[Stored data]
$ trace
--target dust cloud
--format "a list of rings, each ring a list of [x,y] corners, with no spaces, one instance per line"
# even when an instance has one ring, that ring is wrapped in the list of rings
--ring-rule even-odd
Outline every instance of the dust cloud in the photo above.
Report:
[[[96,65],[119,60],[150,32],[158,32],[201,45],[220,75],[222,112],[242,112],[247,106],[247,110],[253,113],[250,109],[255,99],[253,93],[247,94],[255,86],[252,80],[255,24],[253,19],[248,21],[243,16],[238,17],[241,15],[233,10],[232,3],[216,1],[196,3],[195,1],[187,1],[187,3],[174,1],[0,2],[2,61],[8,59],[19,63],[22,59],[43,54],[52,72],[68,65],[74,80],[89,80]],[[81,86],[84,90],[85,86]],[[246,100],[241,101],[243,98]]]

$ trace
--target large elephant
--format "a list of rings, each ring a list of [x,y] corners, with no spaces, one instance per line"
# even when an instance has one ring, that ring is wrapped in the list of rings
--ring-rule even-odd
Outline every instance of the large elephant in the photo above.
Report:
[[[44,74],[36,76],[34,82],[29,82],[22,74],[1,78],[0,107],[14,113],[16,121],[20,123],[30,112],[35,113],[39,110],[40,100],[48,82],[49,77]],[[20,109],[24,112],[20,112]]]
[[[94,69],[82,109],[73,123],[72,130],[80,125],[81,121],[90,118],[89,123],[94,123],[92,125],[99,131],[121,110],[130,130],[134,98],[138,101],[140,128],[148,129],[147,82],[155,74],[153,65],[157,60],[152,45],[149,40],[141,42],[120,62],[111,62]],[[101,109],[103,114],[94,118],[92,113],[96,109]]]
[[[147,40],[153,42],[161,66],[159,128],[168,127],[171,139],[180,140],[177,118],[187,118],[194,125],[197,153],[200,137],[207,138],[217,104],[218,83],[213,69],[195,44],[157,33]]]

**EXERCISE:** Retype the whole listing above, line for line, with no changes.

**RESULT FOR THIS EXERCISE:**
$ trace
--target dust cloud
--format "a list of rings, each ring a list of [x,y] corners, with no spaces, one instance per line"
# even when an instance has one ring, that ring is wrapped in the list of rings
--ring-rule even-odd
Outline every instance of the dust cloud in the photo above.
Report:
[[[96,65],[119,60],[150,32],[158,32],[201,45],[220,75],[222,112],[242,112],[247,106],[247,110],[253,113],[250,109],[255,99],[253,93],[247,94],[255,86],[252,80],[255,24],[253,19],[248,21],[243,16],[238,17],[241,15],[233,10],[232,3],[216,1],[196,3],[195,1],[187,1],[187,3],[174,1],[0,2],[2,61],[8,59],[19,63],[22,59],[43,54],[52,72],[68,65],[74,80],[89,80]],[[81,86],[84,90],[85,86]],[[246,100],[241,101],[243,98]]]

$ trace
--target large elephant
--format "a list of rings, each ring a list of [x,y] corners, with no spaces, one instance per line"
# even when an instance has one ring, that ring is wrapped in the list of rings
--ring-rule even-odd
Outline every instance of the large elephant in the photo above.
Report:
[[[44,74],[36,76],[34,82],[29,82],[22,74],[1,78],[0,107],[14,113],[16,121],[20,123],[30,112],[35,113],[39,110],[40,100],[48,82],[49,77]],[[20,109],[24,112],[20,112]]]
[[[94,69],[82,109],[73,123],[72,130],[80,125],[81,121],[90,118],[89,123],[94,123],[92,125],[99,131],[121,110],[130,130],[134,98],[138,101],[140,128],[148,129],[147,82],[155,74],[153,65],[157,60],[152,45],[149,40],[141,42],[120,62],[111,62]],[[101,109],[103,114],[94,118],[92,113],[96,109]]]
[[[147,40],[153,42],[161,66],[159,128],[168,127],[171,139],[180,140],[177,118],[187,118],[194,125],[197,153],[200,137],[207,138],[217,104],[218,83],[213,69],[195,44],[157,33]]]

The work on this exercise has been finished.